→ **What the exercise asks**: Pick out and copy every line below that has the word "saucer".

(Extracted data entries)
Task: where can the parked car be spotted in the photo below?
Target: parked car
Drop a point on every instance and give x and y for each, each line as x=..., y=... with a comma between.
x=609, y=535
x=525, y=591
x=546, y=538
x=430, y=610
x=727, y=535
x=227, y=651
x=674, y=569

==

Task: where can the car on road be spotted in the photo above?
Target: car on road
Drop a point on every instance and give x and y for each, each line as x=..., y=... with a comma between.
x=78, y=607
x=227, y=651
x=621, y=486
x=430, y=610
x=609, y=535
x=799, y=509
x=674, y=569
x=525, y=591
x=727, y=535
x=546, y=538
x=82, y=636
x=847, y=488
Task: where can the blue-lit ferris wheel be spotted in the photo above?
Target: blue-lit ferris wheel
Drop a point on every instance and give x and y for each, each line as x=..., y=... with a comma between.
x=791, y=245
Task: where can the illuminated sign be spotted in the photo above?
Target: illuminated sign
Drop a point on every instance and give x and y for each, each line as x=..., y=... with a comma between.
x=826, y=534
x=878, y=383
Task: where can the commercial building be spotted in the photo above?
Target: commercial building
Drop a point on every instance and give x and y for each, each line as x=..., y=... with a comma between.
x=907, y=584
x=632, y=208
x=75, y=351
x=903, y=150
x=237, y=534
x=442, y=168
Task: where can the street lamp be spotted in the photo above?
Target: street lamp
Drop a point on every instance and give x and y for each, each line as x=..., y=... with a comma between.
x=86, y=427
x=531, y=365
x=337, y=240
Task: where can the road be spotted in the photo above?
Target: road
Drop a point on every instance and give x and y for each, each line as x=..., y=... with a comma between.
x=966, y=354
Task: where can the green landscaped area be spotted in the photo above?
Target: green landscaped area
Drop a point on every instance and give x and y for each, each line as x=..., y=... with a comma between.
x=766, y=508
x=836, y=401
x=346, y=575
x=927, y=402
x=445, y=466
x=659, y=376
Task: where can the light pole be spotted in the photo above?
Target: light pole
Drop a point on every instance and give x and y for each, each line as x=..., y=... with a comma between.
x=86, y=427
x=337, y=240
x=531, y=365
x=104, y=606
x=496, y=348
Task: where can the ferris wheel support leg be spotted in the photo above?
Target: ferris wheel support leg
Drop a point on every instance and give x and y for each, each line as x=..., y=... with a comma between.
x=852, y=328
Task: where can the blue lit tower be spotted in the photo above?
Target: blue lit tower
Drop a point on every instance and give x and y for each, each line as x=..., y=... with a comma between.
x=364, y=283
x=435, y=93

---

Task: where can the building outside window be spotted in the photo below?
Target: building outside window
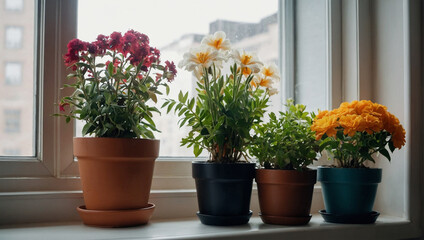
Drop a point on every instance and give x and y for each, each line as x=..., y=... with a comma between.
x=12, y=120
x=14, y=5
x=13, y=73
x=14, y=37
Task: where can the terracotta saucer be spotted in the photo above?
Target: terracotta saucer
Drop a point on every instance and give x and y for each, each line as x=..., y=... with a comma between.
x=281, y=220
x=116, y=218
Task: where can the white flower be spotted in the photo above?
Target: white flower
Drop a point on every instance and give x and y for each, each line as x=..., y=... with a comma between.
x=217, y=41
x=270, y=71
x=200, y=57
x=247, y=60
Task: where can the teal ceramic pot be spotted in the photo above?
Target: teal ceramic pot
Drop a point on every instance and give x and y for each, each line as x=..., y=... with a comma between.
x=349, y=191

→ **Response area**:
Task: where can the terracotta saucer be spotted in the photo above?
Target: terracotta saucer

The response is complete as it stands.